**Given records**:

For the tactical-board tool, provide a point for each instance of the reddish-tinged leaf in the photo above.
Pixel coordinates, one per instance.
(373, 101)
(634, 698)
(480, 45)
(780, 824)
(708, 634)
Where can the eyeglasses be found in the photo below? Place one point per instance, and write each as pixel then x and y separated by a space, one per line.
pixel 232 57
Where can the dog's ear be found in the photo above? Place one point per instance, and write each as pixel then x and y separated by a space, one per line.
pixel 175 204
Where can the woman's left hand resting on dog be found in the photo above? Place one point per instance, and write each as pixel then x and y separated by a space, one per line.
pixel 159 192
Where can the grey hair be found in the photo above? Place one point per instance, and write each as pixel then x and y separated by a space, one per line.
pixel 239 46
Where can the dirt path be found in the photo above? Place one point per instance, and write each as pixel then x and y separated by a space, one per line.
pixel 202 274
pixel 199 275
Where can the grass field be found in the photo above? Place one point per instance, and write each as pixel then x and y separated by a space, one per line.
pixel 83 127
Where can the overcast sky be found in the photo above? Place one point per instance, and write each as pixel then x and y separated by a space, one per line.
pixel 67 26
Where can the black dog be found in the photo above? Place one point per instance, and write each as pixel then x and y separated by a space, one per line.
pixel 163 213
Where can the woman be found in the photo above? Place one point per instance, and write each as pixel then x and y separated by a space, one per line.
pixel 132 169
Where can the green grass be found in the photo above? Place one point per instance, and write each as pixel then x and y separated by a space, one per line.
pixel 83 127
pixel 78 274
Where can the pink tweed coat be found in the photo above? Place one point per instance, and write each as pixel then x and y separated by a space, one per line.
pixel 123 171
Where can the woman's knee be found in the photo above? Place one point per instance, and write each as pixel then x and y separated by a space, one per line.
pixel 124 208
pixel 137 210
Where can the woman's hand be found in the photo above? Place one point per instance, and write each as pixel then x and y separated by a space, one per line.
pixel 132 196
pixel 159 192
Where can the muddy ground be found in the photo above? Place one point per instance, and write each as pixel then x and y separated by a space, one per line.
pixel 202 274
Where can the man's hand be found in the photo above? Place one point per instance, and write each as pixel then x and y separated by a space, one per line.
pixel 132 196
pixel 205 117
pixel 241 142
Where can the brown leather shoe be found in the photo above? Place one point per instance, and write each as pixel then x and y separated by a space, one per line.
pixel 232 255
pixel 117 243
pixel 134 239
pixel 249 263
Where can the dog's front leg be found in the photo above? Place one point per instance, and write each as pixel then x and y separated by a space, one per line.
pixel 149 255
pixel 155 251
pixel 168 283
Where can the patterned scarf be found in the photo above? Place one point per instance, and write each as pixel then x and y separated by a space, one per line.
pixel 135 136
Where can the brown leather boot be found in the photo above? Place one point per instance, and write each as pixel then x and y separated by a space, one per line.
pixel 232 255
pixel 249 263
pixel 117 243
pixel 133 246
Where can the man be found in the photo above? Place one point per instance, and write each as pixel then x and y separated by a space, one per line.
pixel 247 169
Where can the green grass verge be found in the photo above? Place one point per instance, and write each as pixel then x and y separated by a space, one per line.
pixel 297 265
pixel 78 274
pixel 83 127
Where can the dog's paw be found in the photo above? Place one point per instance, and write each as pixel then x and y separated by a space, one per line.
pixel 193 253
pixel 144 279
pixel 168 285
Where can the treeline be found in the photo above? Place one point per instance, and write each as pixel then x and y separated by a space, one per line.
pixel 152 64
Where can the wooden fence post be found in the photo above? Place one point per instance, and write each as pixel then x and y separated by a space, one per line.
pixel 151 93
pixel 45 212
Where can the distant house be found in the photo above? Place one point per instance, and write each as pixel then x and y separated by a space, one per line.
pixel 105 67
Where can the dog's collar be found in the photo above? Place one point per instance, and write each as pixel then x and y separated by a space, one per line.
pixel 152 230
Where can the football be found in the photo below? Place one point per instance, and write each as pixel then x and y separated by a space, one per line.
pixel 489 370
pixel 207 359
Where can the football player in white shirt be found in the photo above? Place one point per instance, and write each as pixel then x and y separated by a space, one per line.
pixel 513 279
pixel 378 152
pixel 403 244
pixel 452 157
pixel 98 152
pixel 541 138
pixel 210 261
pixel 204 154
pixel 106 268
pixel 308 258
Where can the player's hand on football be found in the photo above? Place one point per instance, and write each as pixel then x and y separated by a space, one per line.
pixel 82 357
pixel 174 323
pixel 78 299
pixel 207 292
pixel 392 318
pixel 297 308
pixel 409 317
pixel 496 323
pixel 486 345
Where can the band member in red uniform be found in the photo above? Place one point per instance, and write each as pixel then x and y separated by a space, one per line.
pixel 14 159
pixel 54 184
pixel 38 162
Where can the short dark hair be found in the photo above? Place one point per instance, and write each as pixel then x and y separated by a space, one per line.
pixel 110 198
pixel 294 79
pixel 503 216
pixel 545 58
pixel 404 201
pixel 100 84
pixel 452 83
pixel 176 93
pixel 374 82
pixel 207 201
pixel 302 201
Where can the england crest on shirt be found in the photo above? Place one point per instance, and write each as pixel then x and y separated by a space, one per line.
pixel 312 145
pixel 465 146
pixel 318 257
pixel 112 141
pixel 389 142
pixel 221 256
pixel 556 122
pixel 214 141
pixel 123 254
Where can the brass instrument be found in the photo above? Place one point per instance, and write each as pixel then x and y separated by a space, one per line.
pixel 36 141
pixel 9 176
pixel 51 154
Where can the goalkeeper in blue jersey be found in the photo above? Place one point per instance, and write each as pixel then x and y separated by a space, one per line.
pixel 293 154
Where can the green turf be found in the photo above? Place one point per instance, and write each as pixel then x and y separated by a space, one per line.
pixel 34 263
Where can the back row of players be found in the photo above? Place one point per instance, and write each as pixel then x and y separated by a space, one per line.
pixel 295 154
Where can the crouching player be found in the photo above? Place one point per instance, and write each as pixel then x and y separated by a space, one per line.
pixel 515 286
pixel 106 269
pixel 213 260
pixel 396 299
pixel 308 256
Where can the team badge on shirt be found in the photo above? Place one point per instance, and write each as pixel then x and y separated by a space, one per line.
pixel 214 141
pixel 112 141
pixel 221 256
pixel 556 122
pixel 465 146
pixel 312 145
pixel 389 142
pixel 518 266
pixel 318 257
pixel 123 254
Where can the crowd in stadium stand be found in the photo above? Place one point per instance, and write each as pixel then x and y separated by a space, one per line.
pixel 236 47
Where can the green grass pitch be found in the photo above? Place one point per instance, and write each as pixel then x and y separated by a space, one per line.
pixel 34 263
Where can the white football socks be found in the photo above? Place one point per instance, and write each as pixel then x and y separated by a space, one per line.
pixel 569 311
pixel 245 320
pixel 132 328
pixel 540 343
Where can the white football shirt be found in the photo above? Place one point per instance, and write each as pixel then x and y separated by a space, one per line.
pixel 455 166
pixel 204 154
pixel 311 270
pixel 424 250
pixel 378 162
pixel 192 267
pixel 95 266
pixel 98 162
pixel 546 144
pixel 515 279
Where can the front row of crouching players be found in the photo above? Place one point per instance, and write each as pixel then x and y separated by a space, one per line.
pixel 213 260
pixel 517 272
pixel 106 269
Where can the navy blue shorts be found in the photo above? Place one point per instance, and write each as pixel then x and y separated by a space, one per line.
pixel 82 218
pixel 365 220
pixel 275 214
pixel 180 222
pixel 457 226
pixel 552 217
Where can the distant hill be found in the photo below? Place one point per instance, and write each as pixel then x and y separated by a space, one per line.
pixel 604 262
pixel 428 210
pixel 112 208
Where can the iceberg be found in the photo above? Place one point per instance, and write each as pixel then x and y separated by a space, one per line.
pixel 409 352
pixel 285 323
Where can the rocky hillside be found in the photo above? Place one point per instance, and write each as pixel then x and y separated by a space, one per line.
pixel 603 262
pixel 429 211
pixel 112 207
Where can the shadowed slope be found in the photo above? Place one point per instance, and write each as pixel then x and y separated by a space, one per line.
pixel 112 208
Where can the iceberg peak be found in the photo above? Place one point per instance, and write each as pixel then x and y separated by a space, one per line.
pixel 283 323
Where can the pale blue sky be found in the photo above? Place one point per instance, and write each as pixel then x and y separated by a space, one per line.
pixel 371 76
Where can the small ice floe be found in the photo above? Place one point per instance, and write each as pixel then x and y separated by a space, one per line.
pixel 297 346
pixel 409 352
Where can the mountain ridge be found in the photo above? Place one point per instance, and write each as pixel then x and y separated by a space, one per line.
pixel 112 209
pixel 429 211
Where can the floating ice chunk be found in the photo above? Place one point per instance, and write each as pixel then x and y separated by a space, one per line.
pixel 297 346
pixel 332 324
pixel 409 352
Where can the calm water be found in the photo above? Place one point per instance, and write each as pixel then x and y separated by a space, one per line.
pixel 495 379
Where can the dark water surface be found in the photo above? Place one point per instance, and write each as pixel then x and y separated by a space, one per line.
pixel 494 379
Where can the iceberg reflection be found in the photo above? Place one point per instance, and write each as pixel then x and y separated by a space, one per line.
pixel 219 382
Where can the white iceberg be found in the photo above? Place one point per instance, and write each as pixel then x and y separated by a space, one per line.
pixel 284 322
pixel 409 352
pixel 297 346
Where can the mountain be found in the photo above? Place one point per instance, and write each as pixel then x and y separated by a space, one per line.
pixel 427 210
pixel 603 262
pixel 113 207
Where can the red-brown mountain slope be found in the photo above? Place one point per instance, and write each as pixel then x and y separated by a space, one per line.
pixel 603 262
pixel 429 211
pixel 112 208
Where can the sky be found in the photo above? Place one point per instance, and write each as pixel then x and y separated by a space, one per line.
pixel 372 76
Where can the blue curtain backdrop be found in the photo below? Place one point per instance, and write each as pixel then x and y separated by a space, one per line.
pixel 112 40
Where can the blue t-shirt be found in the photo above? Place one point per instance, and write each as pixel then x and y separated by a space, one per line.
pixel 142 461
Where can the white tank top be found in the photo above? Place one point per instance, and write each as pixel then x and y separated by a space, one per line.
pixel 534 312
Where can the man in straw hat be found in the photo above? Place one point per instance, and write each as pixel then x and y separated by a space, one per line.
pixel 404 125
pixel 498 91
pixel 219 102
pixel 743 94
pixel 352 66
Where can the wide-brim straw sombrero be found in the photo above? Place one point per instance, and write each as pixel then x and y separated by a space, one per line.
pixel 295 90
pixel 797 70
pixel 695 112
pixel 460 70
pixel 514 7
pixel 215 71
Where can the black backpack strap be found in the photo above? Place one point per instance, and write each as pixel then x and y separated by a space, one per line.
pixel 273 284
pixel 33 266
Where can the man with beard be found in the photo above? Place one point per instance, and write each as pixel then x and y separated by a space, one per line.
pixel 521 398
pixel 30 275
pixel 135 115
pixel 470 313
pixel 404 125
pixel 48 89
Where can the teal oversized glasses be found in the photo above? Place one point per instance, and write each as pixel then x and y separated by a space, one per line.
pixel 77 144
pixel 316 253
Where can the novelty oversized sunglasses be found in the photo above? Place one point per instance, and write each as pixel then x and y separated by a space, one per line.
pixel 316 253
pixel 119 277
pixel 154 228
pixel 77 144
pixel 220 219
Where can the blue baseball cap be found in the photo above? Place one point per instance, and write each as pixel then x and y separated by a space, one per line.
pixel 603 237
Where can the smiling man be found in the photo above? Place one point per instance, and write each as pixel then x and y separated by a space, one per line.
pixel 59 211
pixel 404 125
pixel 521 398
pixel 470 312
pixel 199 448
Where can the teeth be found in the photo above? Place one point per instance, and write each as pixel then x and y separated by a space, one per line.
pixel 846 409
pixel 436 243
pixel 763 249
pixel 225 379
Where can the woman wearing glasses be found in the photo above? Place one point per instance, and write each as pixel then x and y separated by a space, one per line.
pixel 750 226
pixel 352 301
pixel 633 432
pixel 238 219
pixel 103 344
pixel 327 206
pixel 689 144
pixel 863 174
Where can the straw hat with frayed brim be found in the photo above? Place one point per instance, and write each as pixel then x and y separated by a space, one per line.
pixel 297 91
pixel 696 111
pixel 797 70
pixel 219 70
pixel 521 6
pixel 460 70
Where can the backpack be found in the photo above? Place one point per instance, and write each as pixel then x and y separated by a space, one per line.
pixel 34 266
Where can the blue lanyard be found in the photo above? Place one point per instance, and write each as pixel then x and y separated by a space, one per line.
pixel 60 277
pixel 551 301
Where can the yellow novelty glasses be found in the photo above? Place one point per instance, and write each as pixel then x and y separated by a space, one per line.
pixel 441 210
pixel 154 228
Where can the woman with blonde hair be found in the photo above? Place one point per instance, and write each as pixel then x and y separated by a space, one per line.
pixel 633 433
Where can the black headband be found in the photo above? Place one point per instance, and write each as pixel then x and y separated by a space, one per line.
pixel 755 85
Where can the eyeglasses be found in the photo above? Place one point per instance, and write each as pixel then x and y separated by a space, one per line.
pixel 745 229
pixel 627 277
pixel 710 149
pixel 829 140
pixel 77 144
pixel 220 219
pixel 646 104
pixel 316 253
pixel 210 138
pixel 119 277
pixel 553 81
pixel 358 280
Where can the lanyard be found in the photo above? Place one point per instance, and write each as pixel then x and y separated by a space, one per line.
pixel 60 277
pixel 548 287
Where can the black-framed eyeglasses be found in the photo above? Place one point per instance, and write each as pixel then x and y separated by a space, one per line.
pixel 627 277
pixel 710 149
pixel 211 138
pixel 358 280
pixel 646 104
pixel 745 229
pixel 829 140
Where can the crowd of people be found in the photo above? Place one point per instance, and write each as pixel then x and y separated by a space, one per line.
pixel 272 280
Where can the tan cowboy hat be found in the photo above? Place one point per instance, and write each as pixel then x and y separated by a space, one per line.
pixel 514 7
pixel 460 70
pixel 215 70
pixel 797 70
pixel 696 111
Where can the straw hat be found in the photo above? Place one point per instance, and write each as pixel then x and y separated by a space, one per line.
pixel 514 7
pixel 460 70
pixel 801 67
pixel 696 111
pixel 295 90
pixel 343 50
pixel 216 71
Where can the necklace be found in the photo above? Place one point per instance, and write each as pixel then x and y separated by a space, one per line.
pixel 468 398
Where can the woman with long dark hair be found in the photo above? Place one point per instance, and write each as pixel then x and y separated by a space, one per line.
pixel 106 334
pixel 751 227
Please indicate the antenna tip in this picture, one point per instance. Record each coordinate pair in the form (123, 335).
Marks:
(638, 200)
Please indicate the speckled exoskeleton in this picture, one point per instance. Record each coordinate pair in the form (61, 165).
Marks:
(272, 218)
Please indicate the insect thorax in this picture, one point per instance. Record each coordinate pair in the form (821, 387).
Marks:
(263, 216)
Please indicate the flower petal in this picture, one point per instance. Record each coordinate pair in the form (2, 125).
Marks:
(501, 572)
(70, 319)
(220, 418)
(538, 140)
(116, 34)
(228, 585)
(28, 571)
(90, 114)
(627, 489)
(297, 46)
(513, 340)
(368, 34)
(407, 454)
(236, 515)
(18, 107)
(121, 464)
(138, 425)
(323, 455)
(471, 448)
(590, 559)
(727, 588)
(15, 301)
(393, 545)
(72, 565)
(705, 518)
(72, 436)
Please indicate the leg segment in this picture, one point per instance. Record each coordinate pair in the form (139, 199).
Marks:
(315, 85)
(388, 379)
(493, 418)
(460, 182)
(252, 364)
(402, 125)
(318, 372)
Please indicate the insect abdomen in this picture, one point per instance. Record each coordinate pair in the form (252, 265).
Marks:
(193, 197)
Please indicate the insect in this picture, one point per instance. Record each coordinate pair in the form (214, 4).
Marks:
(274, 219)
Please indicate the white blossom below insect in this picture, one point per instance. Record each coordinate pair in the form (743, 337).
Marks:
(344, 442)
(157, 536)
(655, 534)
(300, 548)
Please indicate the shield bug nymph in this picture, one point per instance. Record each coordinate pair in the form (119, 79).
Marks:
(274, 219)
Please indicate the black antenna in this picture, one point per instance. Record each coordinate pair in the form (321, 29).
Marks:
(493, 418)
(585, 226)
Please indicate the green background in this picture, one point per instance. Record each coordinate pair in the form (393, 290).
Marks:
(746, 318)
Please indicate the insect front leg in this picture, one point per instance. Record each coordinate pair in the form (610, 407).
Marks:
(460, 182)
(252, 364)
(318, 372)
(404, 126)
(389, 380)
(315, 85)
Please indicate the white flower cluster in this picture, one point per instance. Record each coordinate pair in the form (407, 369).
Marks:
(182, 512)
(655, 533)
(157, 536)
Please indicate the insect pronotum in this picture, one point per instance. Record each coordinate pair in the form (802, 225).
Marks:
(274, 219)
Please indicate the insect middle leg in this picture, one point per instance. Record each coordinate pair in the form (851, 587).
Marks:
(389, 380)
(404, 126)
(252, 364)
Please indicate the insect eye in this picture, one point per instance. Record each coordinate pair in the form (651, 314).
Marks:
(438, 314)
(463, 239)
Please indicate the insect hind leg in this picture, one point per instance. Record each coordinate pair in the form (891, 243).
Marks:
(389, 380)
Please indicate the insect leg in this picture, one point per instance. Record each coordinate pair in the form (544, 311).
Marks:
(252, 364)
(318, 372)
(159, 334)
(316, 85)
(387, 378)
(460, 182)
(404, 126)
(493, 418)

**Assignment**:
If a line of the listing contains the word "antenna", count it, then state only the total.

**Task result**:
2